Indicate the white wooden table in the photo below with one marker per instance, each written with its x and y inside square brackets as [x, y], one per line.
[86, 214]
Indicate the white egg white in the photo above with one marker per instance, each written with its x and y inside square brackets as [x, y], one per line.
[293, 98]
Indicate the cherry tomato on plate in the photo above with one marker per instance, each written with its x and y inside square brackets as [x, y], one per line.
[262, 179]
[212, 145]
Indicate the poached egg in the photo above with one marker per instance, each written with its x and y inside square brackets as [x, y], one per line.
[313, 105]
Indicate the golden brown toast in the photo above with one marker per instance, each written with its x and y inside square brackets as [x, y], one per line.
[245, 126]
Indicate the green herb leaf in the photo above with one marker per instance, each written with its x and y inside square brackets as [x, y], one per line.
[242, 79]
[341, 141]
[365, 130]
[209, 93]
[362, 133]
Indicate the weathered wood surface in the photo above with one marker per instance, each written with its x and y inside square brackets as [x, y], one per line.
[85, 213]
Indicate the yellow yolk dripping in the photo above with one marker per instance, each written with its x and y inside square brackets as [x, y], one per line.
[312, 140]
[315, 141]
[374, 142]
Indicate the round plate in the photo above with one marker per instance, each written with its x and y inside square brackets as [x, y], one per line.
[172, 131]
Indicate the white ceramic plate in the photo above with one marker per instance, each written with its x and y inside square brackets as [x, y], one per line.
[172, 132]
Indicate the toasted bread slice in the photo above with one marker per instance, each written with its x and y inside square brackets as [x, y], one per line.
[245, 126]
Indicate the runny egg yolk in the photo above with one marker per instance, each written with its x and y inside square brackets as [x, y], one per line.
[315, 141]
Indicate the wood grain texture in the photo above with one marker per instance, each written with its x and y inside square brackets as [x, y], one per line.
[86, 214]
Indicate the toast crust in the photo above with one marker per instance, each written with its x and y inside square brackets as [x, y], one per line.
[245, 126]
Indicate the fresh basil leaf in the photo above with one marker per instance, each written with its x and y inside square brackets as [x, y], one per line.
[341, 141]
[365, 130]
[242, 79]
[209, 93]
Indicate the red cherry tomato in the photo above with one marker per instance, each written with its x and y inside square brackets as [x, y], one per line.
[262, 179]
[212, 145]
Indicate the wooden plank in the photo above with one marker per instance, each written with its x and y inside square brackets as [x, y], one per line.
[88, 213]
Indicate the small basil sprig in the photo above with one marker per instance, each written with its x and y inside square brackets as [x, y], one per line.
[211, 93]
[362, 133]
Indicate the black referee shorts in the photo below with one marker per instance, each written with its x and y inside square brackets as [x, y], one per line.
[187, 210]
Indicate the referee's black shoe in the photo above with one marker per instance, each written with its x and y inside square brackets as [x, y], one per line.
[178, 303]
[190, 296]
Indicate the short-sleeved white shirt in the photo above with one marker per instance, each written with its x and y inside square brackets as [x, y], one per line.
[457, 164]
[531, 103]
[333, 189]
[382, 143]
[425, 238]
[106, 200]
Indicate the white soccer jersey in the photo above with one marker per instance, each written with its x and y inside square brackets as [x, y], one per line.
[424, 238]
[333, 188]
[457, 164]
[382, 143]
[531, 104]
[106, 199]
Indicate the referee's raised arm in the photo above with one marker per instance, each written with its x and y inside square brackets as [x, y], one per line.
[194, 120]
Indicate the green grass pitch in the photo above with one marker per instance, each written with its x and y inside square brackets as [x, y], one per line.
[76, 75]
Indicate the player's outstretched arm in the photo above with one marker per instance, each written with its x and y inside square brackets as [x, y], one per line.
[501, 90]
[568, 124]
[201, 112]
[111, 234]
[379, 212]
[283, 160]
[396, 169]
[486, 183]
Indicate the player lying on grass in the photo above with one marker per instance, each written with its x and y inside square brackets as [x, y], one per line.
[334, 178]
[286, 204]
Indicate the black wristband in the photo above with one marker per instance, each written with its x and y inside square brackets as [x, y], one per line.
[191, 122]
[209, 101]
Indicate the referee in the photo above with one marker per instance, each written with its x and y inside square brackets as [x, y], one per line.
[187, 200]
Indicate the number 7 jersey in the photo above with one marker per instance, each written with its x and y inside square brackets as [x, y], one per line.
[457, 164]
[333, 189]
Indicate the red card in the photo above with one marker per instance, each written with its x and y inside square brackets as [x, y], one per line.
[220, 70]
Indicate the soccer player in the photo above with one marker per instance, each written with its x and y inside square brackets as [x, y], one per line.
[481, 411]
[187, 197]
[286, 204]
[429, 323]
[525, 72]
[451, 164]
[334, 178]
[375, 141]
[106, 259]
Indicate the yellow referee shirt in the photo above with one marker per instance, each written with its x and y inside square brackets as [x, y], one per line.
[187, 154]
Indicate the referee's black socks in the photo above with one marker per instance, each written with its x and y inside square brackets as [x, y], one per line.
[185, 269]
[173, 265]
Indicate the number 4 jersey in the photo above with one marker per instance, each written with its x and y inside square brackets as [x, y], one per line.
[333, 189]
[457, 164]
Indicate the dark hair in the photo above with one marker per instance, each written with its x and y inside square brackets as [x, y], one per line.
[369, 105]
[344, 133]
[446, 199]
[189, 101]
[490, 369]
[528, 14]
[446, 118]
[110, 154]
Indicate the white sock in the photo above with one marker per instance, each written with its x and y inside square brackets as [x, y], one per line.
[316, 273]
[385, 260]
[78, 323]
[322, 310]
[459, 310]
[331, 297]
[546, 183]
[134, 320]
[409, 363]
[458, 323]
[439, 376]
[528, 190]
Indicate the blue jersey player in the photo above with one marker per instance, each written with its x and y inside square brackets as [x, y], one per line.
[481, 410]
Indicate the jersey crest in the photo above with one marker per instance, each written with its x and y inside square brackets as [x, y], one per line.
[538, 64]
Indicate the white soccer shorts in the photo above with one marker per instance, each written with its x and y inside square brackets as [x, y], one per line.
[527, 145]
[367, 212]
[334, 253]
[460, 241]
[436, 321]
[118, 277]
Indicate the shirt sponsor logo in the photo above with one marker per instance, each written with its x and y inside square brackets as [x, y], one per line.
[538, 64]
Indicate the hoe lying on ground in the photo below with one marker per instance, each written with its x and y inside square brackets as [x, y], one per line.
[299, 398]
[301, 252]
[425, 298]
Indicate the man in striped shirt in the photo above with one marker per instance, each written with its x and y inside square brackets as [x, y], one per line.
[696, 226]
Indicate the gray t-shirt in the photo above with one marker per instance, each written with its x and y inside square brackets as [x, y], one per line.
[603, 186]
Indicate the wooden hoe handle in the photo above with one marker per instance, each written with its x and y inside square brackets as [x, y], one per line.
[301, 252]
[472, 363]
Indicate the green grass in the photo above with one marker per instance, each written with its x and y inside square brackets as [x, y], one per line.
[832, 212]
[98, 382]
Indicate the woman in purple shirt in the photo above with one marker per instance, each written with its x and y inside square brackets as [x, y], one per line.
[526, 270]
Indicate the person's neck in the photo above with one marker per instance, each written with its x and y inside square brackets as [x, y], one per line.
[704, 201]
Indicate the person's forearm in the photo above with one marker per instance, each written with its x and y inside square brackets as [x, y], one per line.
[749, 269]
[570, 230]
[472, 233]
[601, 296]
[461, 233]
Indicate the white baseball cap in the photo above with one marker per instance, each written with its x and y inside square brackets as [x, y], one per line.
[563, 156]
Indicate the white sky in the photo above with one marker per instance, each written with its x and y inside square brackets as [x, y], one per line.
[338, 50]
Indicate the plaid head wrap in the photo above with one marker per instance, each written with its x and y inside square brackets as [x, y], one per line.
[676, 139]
☆ ☆ ☆ ☆
## What the task requires
Every entry must be duplicated exactly as it was written.

## Task solution
Indicate the white wooden table in the photo below with one marker per instance, each written with its x and y inside square brackets as [x, y], one per line.
[86, 214]
Indicate the white egg white in the photo above with one marker per instance, each written with its x and y inside square brackets as [x, y], one per line.
[293, 98]
Indicate the cherry tomato on plate in the photo above with one marker per instance, each written with its x and y inside square brackets as [x, y], one per line.
[262, 179]
[212, 145]
Indicate the poached egg in the photo above with one marker per instance, each written with its x and y inside square brackets as [x, y], one per line.
[313, 105]
Indicate the golden brown toast in the photo above with one marker per instance, each written with its x and y inside square brackets as [x, y], one per line.
[245, 126]
Indicate the green herb leaf in the photo above with one marker per instance, each written with its x and y inside square brackets as [x, y], one per line.
[242, 79]
[341, 141]
[365, 130]
[209, 93]
[362, 133]
Indicate the weathered wood surface in the photo above with one marker per instance, each written with its x and y inside square brackets as [x, y], one per line.
[85, 213]
Indicate the yellow yolk dripping in the photo above with one marker per instance, each written with its x and y inside square brackets as [x, y], one per line.
[312, 140]
[315, 141]
[374, 142]
Indicate the round plate in the photo above with one marker per instance, each written with its x and y inside square brackets as [x, y], one per line.
[172, 131]
Indicate the white ceramic plate in the photo above with one marker per instance, each written with its x and y inside square brackets as [x, y], one per line.
[172, 132]
Indicate the toasted bread slice in the photo above with one marker per instance, each written with its x and y inside square brackets as [x, y], one per line.
[245, 126]
Indicate the runny egg yolk in the photo above with one marker per instance, each written with its x and y inside square brackets as [x, y], one per line.
[315, 141]
Indicate the wood grain texture in the photo above with one marker per instance, each written with its x and y inside square brackets as [x, y], one per line.
[86, 214]
Indicate the toast crust in the photo above with one marker per instance, each written with its x and y inside square brackets as [x, y], one per line.
[245, 126]
Indicate the fresh basil leaf in the photo above with one marker per instance, each written with its x and y inside square brackets as [x, y], one per line.
[341, 141]
[365, 130]
[242, 79]
[209, 93]
Indicate the red cherry tomato in the photo above with one marker per instance, each written with its x and y inside square brackets as [x, y], one per line.
[262, 179]
[212, 145]
Indicate the wooden plank in the photo above with one marker per instance, each written with its x and y inside square brackets as [x, y], one per line.
[88, 213]
Indicate the small basil sprig in the photo above with one marker per instance, each written with its x and y inside square brackets as [x, y], one per line.
[211, 93]
[362, 133]
Indicate the black referee shorts in the photo below with one marker per instance, each written with its x and y inside square brackets as [x, y], one per line.
[187, 210]
Indicate the referee's black shoe in the photo above with one marker per instance, each written with its x and y inside square brackets as [x, y], one per line.
[178, 303]
[190, 296]
Indicate the short-sleeved white shirt in the photo above with one marker per instance, each written with its x and y inside square brackets as [x, y], one per line.
[457, 164]
[531, 103]
[333, 189]
[382, 143]
[425, 238]
[106, 200]
Indicate the white soccer jersey in the photo above with one marker per instance, each written with its x and y inside square brackets as [x, y], one per line.
[424, 238]
[333, 188]
[457, 164]
[382, 143]
[531, 104]
[106, 199]
Indicate the referee's raised arm in the photo above with one marker per instance, each written with its x and y inside square brackets as [x, y], one per line.
[194, 120]
Indicate the green grass pitch in the photo above with one marker per instance, each written with its x and y inside square brackets as [x, y], one per line.
[76, 75]
Indicate the player's outstretched arm in the photo above with one marker per instance, each written with its x and y inside square brackets as [x, y], one per line.
[501, 90]
[568, 124]
[201, 112]
[111, 234]
[379, 212]
[283, 160]
[396, 169]
[486, 183]
Indicate the player lying on grass in the photo above with one marker per instance, each written with its x and y inside square brackets as [x, y], one per line.
[334, 178]
[286, 204]
Indicate the black wristband in the photo above with one marker per instance, each written with its x and y inside square brackets as [x, y], one per line.
[191, 122]
[209, 101]
Indicate the referee in the photo above with one marker per instance, each written with its x and y inside square brackets as [x, y], one per line.
[187, 200]
Indicate the number 7 jersey in the photo above with one marker per instance, each written with its x and y inside square brackets as [x, y], one per line.
[457, 164]
[333, 189]
Indicate the red card in the photo above with one marker per instance, each written with its x and y inside square brackets as [x, y], one per line.
[220, 70]
Indicate the soccer player in the photo above with one marker per instance, each written with its x and y inside square brackets as [x, y], one per line.
[481, 411]
[187, 197]
[286, 204]
[429, 323]
[525, 72]
[451, 164]
[334, 178]
[375, 141]
[106, 259]
Indicate the yellow referee shirt in the photo above with one marker per instance, each written with its x and y inside square brackets as [x, y], one per line.
[187, 154]
Indicate the referee's black socks in the photo above with one marker per instance, each written with its x and y inside square brackets as [x, y], one per line.
[185, 269]
[173, 265]
Indicate the number 4 jersey in the photo above with one marker per instance, each written with its x and y inside square brackets as [x, y], one per line.
[333, 189]
[457, 164]
Indicate the dark hair in the photo above with one marker per instance, each written with its x and y inside square brackets as [x, y], one per line.
[369, 105]
[344, 133]
[446, 199]
[189, 101]
[490, 369]
[528, 14]
[446, 118]
[110, 154]
Indicate the white sock in the photo above with one marker per instance, each written with its x and y inside square brackets as [x, y], one per line.
[316, 273]
[385, 260]
[78, 323]
[322, 310]
[459, 310]
[331, 297]
[546, 183]
[134, 320]
[409, 363]
[458, 323]
[439, 376]
[528, 190]
Indicate the blue jersey player in the photo above with one marker per instance, each written with its x and y inside square brackets as [x, y], one per line.
[481, 410]
Indicate the jersey crest in the photo above with one marker per instance, each written with its x and y inside square brackets as [x, y], one per line.
[538, 64]
Indicate the white soccer shorts in the photo above with one marker per instance, each written with its x and y inside square brackets as [x, y], one per line.
[527, 145]
[367, 212]
[334, 253]
[460, 241]
[436, 321]
[118, 277]
Indicate the shirt sponsor logo in the photo above with one marker per instance, each written with its x and y inside square brackets as [x, y], one per line.
[538, 64]
Indicate the hoe lying on ground in the photo below with one marker per instance, each written with its x and y inside square brackets as [x, y], one per line.
[299, 398]
[301, 252]
[425, 298]
Indicate the man in striped shirt in the photo above with one marker per instance, each written with its x and y inside square brackets as [x, y], one per line.
[696, 226]
Indicate the gray t-shirt in the photo above with one marker per instance, each written with its x and y inside square brackets as [x, y], one per line.
[603, 186]
Indicate the wooden hoe handle in the photo above with one marker per instance, each written with its x and y inside square brackets as [x, y], one per line.
[301, 252]
[472, 363]
Indicate the green grass in the photo above with one marker per instance, each written with its x and y inside square brackets as [x, y], one per line.
[832, 212]
[98, 382]
Indicate the woman in purple shirt in the photo above with one marker per instance, each written with its x and y inside square brackets as [x, y], one per line.
[526, 270]
Indicate the person's neck in the photo above with one marker per instance, each written with its x and y inside square brackets as [x, y], one per line.
[704, 201]
Indicate the person's forearm in the photo above with one marker per instance, each written with its x and y inside square brackets as [x, y], one per line.
[749, 269]
[570, 230]
[472, 233]
[601, 296]
[461, 233]
Indicate the white baseball cap in the photo above with one marker per instance, each written with its x and y inside square brackets as [x, y], one per line.
[563, 156]
Indicate the white sky in the photo above with one marker per instance, each written with its x and y inside square brackets as [x, y], one per line.
[338, 50]
Indicate the plaid head wrap in the photo above with one marker per instance, each written with its x and y inside square brackets as [x, y], one per line.
[676, 139]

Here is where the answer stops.